Copy out the listing that follows exactly, dropping every picture.

>>>

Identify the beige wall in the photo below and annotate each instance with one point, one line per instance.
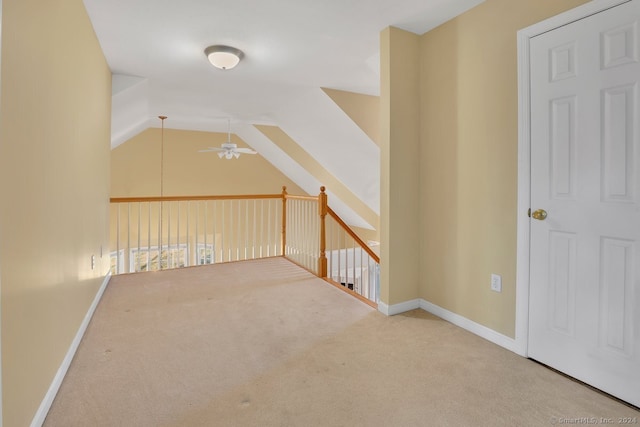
(311, 165)
(54, 180)
(399, 166)
(468, 158)
(364, 110)
(135, 167)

<<<

== Result of the task ==
Identify the beige wall in the photo below and annotate each instance with one point, one line per instance.
(311, 165)
(54, 180)
(399, 166)
(468, 158)
(364, 110)
(135, 167)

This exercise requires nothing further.